■ **REQUIREMENT**:
After locating the line that contains "the beach vendor", quote it and all lines after it through the end of the entries, and nothing more. Pictures stay out.

■ **MATERIAL SHOWN**:

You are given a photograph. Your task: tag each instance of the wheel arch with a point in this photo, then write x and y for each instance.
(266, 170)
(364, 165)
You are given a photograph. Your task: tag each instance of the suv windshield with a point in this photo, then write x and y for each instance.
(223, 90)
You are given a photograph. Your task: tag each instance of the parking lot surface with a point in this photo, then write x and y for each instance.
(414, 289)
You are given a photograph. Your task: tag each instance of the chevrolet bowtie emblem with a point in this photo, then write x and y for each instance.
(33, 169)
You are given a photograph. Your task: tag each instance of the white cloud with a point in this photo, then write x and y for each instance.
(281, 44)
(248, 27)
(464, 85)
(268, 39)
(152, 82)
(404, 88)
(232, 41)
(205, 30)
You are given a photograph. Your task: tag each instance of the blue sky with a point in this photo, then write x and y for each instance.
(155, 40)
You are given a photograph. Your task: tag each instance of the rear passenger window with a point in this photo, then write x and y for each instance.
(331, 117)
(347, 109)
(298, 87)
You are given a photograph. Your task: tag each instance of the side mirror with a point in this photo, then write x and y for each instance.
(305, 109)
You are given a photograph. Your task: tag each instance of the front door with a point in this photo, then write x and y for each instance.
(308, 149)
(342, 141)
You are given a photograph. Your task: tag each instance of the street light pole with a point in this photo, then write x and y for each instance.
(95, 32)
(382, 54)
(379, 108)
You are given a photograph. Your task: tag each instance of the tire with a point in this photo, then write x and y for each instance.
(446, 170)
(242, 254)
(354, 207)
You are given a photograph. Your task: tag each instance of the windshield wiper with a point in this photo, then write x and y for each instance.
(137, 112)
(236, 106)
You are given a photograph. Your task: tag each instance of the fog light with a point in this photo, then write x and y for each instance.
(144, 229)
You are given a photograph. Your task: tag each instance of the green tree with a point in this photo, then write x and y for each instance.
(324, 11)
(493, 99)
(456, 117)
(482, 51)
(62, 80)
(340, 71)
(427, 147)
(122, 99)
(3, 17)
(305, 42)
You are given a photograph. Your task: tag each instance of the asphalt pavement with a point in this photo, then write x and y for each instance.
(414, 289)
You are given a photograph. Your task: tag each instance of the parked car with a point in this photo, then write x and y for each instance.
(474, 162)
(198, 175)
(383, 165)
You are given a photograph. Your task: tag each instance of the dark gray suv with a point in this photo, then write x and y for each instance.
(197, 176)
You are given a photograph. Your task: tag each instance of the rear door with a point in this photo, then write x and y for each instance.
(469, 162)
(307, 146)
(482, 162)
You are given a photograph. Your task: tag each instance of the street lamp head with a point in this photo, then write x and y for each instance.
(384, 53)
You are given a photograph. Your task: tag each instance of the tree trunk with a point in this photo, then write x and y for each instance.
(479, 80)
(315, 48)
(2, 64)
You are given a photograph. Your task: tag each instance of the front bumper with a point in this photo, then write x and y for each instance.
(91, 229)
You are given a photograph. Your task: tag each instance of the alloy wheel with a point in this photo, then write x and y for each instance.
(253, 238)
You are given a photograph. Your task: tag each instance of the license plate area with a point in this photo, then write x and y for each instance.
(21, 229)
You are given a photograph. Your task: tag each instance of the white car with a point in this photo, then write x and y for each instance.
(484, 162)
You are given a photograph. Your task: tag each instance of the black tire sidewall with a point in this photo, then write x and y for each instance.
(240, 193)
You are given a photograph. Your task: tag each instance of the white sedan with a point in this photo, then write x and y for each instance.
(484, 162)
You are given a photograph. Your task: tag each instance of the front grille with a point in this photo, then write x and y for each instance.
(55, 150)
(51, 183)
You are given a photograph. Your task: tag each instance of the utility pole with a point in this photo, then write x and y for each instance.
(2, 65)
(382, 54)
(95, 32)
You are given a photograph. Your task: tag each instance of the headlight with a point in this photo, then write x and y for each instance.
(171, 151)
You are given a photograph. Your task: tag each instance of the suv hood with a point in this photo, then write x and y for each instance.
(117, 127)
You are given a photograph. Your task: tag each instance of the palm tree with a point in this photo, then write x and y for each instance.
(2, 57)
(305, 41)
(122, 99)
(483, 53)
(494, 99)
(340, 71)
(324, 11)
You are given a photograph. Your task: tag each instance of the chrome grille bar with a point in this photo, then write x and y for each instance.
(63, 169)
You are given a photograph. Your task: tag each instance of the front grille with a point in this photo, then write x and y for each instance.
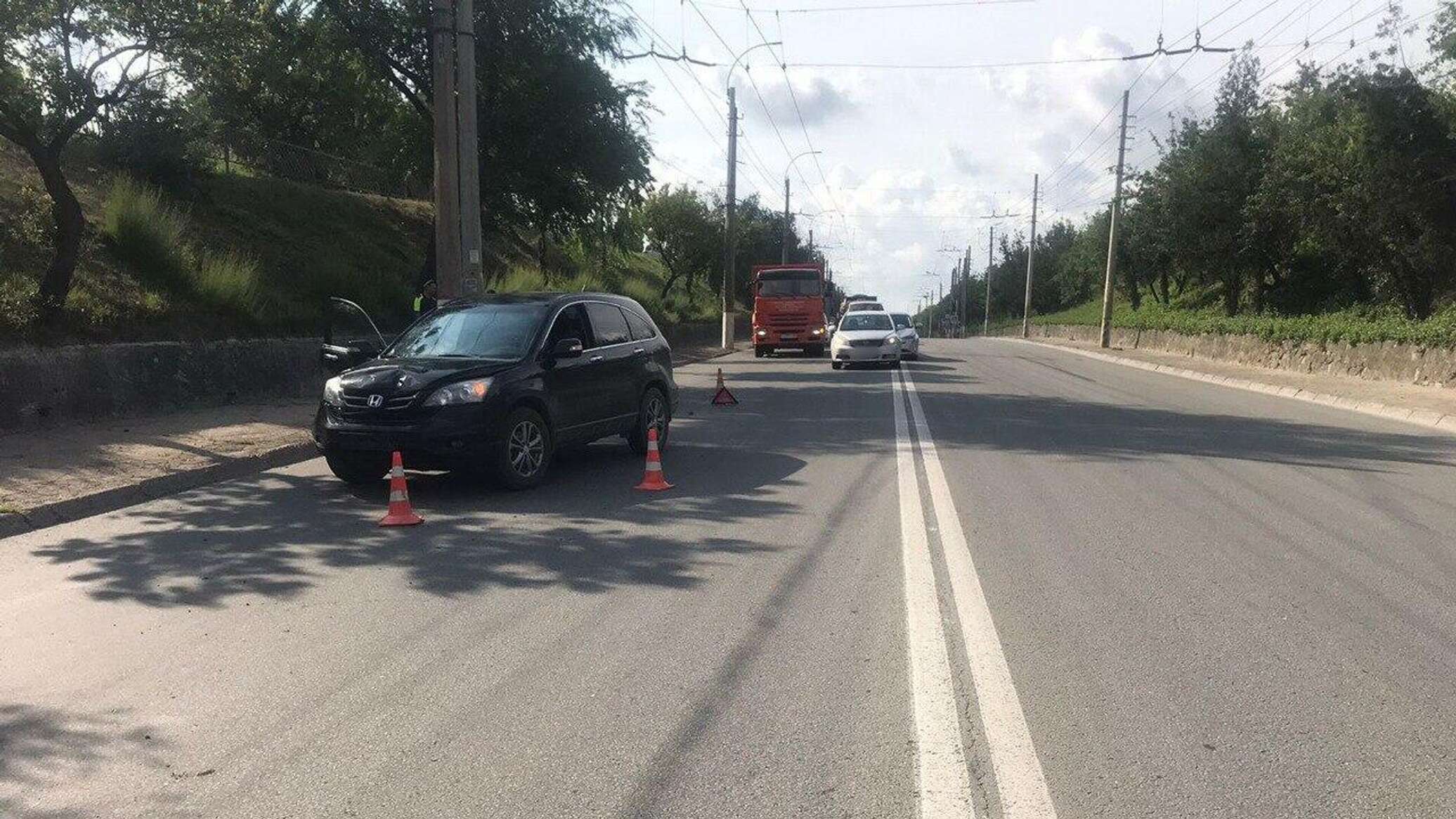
(392, 411)
(791, 323)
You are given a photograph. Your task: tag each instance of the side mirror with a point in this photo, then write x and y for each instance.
(567, 349)
(338, 357)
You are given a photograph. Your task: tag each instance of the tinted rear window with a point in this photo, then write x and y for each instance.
(641, 328)
(608, 325)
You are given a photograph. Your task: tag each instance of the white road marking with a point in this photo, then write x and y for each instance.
(1020, 782)
(942, 777)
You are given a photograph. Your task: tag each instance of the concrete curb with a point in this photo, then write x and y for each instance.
(150, 489)
(1427, 418)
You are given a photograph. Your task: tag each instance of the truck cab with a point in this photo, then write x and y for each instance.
(788, 309)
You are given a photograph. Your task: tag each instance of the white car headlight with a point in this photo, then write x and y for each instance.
(334, 392)
(471, 391)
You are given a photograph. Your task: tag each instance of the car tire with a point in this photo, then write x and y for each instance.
(357, 467)
(653, 404)
(524, 455)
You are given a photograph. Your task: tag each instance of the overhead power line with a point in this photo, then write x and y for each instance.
(870, 6)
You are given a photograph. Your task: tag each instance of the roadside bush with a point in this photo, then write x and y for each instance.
(228, 282)
(153, 137)
(146, 233)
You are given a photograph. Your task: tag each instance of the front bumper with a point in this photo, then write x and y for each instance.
(440, 437)
(788, 337)
(883, 353)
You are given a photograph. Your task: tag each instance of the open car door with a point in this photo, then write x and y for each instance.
(350, 335)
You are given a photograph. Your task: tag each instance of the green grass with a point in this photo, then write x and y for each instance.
(239, 255)
(1350, 327)
(146, 233)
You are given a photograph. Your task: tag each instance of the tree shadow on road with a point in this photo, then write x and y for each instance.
(585, 529)
(46, 748)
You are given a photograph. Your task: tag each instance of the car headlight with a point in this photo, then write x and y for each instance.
(471, 391)
(334, 392)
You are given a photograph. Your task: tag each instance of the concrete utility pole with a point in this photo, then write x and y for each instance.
(1032, 257)
(730, 222)
(1111, 233)
(784, 252)
(448, 152)
(469, 148)
(990, 263)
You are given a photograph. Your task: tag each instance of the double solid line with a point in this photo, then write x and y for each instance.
(944, 783)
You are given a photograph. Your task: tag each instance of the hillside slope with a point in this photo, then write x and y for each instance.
(301, 243)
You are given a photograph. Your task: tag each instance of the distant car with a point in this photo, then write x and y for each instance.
(495, 385)
(865, 337)
(909, 337)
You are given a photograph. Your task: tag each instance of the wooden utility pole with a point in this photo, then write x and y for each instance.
(784, 254)
(1111, 233)
(448, 150)
(730, 222)
(469, 148)
(1032, 257)
(990, 263)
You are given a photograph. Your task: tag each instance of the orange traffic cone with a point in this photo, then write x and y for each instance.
(653, 480)
(399, 510)
(722, 396)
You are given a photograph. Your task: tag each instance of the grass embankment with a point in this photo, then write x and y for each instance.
(1351, 327)
(229, 255)
(249, 255)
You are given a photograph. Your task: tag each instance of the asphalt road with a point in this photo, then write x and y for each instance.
(1015, 583)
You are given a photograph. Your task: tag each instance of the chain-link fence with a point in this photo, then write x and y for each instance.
(235, 153)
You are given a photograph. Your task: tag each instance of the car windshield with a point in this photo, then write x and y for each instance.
(788, 283)
(476, 331)
(865, 321)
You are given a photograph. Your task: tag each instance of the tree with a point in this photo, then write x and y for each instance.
(561, 141)
(682, 231)
(63, 63)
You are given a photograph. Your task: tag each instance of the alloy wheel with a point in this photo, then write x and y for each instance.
(526, 449)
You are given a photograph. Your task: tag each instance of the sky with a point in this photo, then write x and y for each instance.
(929, 122)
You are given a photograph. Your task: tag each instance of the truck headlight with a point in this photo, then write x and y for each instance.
(471, 391)
(334, 392)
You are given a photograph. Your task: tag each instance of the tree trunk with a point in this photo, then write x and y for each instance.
(70, 226)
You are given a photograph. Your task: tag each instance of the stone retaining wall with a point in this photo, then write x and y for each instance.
(50, 385)
(1382, 361)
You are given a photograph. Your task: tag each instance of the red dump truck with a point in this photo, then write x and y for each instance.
(788, 308)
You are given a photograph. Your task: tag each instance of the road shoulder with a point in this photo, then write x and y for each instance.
(1430, 407)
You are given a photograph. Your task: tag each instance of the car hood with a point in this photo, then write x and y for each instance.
(862, 334)
(399, 376)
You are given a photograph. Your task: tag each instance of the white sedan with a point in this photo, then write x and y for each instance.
(864, 338)
(909, 337)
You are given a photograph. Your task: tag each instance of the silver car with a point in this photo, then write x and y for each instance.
(909, 337)
(866, 337)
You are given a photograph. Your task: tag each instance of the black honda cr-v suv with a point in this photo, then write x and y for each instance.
(494, 384)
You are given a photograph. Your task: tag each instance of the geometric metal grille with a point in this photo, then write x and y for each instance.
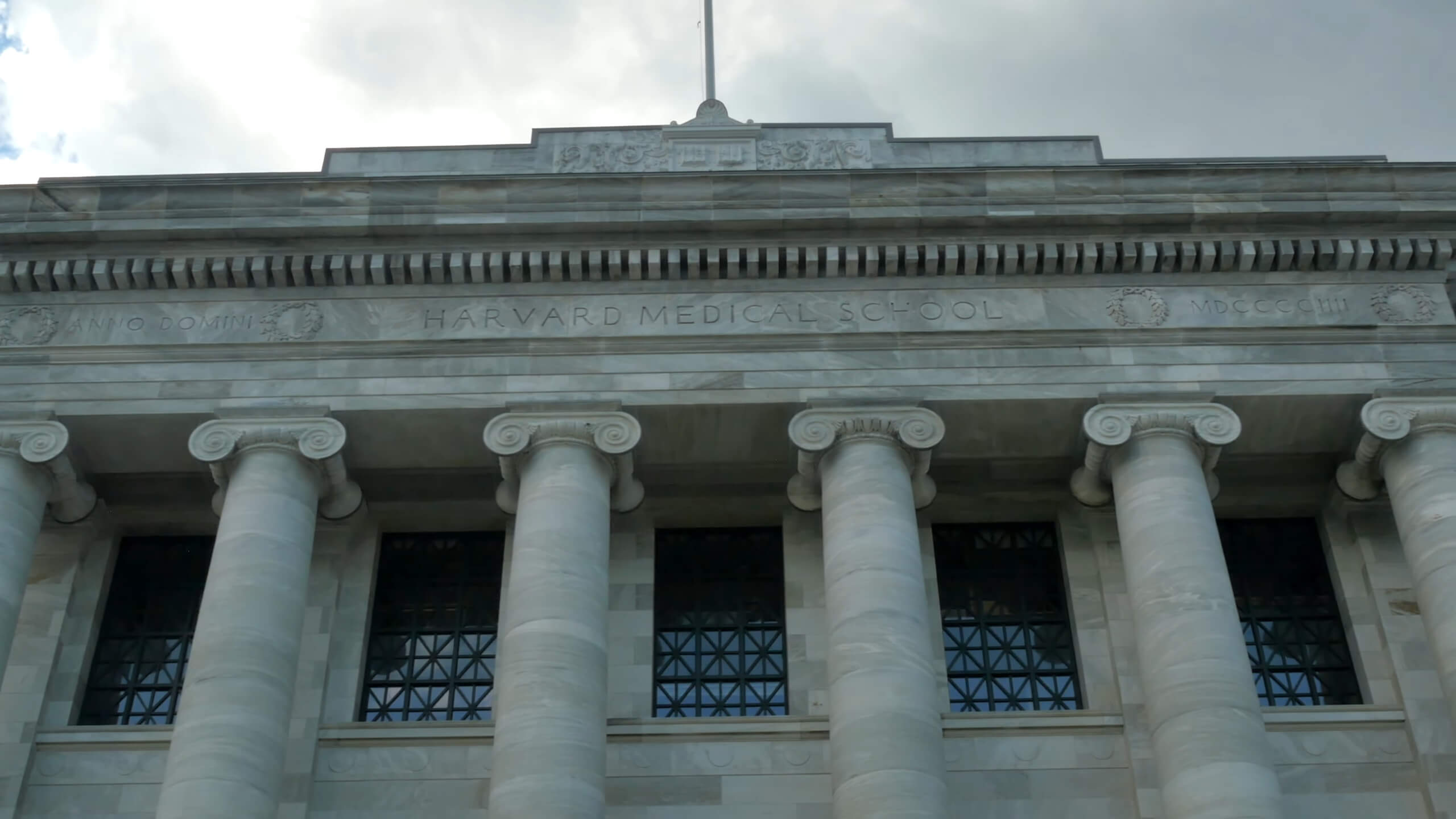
(1292, 624)
(1004, 617)
(432, 647)
(719, 647)
(146, 631)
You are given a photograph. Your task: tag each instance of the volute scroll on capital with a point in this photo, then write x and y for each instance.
(315, 439)
(1387, 421)
(1108, 426)
(816, 431)
(44, 444)
(614, 435)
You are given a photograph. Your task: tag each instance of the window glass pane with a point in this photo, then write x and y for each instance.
(432, 647)
(1004, 618)
(146, 631)
(719, 646)
(1292, 627)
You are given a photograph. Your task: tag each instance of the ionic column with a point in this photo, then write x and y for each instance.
(867, 470)
(228, 745)
(34, 471)
(1212, 754)
(1410, 445)
(564, 473)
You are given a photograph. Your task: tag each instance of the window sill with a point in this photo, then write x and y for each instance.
(97, 737)
(1333, 717)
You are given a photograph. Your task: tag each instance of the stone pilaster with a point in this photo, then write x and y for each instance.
(34, 471)
(1212, 754)
(865, 470)
(564, 473)
(1410, 446)
(276, 475)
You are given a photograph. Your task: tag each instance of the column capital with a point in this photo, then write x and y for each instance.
(1108, 426)
(1387, 421)
(44, 442)
(612, 435)
(318, 439)
(819, 429)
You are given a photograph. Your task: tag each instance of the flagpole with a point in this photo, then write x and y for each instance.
(708, 50)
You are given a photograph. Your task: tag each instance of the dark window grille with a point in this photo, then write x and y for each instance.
(1290, 617)
(719, 624)
(432, 647)
(146, 631)
(1004, 617)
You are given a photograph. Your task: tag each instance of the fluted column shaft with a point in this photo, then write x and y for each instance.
(1209, 744)
(34, 471)
(886, 741)
(1411, 445)
(232, 726)
(551, 678)
(24, 491)
(1420, 474)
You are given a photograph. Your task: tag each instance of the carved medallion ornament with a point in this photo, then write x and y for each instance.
(1138, 307)
(44, 442)
(316, 439)
(1403, 304)
(514, 435)
(603, 158)
(1107, 426)
(28, 327)
(293, 321)
(817, 431)
(814, 155)
(1385, 421)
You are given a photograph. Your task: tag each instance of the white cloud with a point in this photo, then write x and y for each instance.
(193, 86)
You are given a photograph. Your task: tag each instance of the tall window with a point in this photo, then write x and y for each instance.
(432, 647)
(146, 631)
(1288, 605)
(719, 624)
(1004, 617)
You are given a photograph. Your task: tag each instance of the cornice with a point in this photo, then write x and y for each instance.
(1387, 421)
(1108, 426)
(514, 436)
(846, 255)
(44, 444)
(315, 439)
(817, 431)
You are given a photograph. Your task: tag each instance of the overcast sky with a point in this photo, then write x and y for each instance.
(187, 86)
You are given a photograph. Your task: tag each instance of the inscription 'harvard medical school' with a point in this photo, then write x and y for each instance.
(723, 314)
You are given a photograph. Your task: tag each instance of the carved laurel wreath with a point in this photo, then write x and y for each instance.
(1117, 309)
(1388, 312)
(43, 327)
(309, 322)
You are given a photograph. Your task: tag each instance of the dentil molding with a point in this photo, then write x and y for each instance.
(44, 442)
(1387, 421)
(316, 439)
(817, 431)
(614, 435)
(1107, 426)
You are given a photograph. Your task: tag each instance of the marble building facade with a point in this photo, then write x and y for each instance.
(601, 356)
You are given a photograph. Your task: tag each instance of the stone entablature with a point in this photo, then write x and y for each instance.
(928, 305)
(849, 258)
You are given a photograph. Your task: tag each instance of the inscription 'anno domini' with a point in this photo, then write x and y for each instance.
(531, 315)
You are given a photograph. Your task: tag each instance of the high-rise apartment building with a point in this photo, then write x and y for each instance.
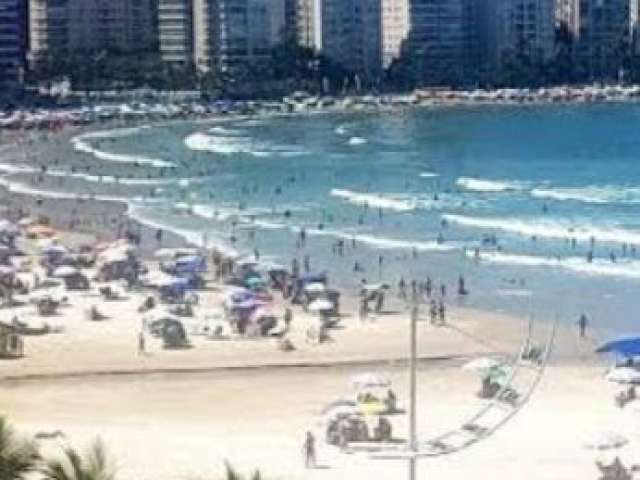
(601, 31)
(442, 40)
(12, 41)
(348, 32)
(517, 28)
(64, 27)
(176, 31)
(219, 34)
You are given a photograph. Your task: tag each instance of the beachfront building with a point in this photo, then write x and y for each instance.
(243, 32)
(347, 32)
(395, 29)
(176, 31)
(87, 27)
(601, 32)
(12, 42)
(219, 35)
(518, 32)
(442, 42)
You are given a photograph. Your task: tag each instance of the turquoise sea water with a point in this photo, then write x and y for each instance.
(492, 193)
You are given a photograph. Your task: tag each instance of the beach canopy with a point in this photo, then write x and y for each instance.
(255, 283)
(482, 365)
(171, 253)
(624, 346)
(342, 411)
(8, 227)
(65, 271)
(624, 375)
(369, 380)
(54, 249)
(161, 279)
(315, 287)
(320, 305)
(605, 441)
(7, 270)
(42, 231)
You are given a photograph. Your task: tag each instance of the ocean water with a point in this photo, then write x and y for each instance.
(421, 192)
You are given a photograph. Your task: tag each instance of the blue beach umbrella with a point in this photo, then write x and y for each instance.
(624, 346)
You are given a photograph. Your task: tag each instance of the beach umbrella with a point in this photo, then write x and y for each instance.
(624, 346)
(255, 283)
(315, 287)
(320, 305)
(369, 380)
(40, 231)
(624, 375)
(261, 312)
(481, 365)
(65, 271)
(8, 227)
(341, 411)
(605, 441)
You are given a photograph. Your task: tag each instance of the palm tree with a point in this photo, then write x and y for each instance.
(17, 456)
(232, 474)
(94, 465)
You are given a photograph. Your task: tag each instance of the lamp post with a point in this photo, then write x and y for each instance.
(413, 441)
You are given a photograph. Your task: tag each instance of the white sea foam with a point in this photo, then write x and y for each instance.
(191, 236)
(549, 229)
(224, 131)
(383, 243)
(599, 267)
(11, 168)
(591, 194)
(484, 185)
(81, 144)
(229, 145)
(15, 169)
(23, 188)
(357, 141)
(375, 200)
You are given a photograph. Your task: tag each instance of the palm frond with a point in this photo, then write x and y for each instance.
(93, 465)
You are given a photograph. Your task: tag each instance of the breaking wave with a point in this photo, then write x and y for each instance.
(548, 229)
(591, 194)
(229, 145)
(375, 200)
(484, 185)
(599, 267)
(81, 144)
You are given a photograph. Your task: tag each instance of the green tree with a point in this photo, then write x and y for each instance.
(93, 465)
(18, 457)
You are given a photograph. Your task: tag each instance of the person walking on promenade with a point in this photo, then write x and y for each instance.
(583, 323)
(309, 449)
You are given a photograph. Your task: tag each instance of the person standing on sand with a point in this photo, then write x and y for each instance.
(142, 349)
(309, 449)
(583, 322)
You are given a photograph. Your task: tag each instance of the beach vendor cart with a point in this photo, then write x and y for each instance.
(302, 282)
(11, 342)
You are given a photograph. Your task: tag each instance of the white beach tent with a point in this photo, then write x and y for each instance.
(369, 380)
(624, 375)
(320, 305)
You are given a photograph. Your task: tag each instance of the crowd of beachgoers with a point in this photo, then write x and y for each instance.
(125, 300)
(153, 106)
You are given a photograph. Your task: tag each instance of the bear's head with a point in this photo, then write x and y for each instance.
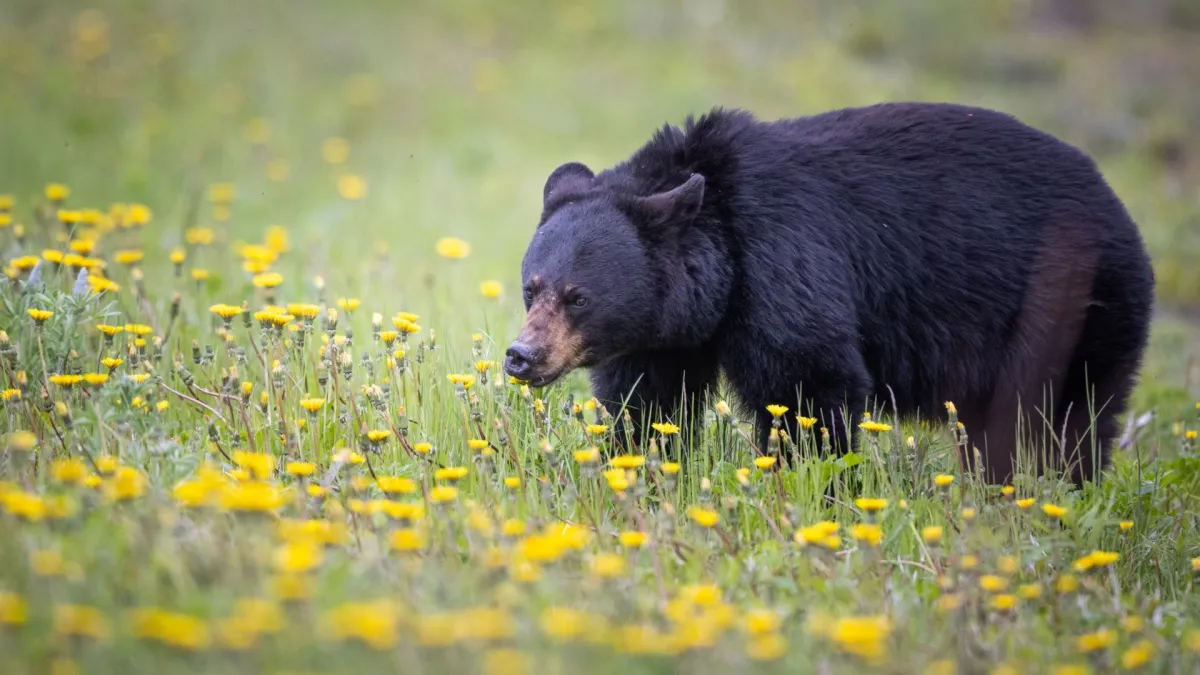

■ **SOLUTION TO THIS TASK**:
You are given a photograph. Your task: tag each instance of the beach vendor cart with a point in this photo, then write x and y for each instance.
(302, 282)
(11, 342)
You are given a photograph. Your task: tag each instance of the white beach tent with a point in this photo, then write x and y for each instance.
(369, 380)
(624, 375)
(320, 305)
You are given a photograph. Your task: tag each instance of the crowd of beachgoers with a point in this photo, then write x and y for each instance.
(125, 300)
(153, 106)
You are given a photograph. Your task: tag each instance of the bear's head with a point in this photo, then write x and y for each instance.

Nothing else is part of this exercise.